DOKUMENTAUSZUG ::
Oradour: Erinnern an vergessene Geschichte

Während des Zweiten Weltkrieges hat es in Schwaz ein Zwangsarbeiterlager gegeben, aus dem die französische Besatzung nach Kriegsende ein Straflager für ehemalige Nazis machte. Unter dem Namen „Lager Oradour“ sollte es auf ein französisches Dorf mit einer tragischen Geschichte verweisen. In einem neuen Projekt wollen Kultureinrichtungen daran erinnern.

Der Name „Oradour“ erzählt Geschichten von Krieg, Mord, Verantwortung, Vergessen und Erinnern. Ab 1944 befand sich auf der Landstraße zwischen Schwaz und Buch, östlich der „Silberstadt“, ein Zwangsarbeiterlager. Hier waren bis zu 400 ausländische Kriegsgefangene untergebracht. Sie mussten ab Dezember 1944 im Wilhelm-Erb-Stollen des Schwazer Bergwerks für die Rüstungsindustrie des Deutschen Reiches schuften.

DATENABSCHNITT ::
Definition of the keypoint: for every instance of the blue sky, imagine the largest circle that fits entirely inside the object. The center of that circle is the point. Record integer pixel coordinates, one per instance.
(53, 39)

FORMULIERTES ZIEL 1 ::
Wie viele ausländische Kriegsgefangene waren laut dem Dokumentauszug über das Lager Oradour höchstens im Zwangsarbeiterlager untergebracht?
FORMULIERTES ZIEL 2 ::
Führe den Dokumentauszug über das Lager Oradour im Anschluss an seinen letzten Satz weiter.

SCHRIFTLICHE ANTWORT 1 ::
Bis zu 400.

SCHRIFTLICHE ANTWORT 2 ::
Unter unmenschlichen Bedingungen waren die Zwangsarbeiterinnen und Zwangsarbeiter teilweise mehrere Tage im Stollen. Sie wurden für die Messerschmitt-Werke, die auch in Kematen in Tirol einen Standort hatten, massiv ausgebeutet. Ziel war die geheime Produktion eines Messerschmitt-Düsenjägers.

Vom Zwangsarbeiterlager zum Straflager für Nazis

Nach der Befreiung 1945 machte die französische Besatzung, die Tirol und Vorarlberg kontrollierte, aus den mit Stacheldraht umzäunten Baracken ein Lager für ehemalige Nationalsozialisten. In der Phase der „Entnazifizierung“ diente das Lager als Ort der „Umerziehung“. In Erinnerung an das französische Dorf Oradour-sur-Glane wurde es „Lager Oradour“ genannt.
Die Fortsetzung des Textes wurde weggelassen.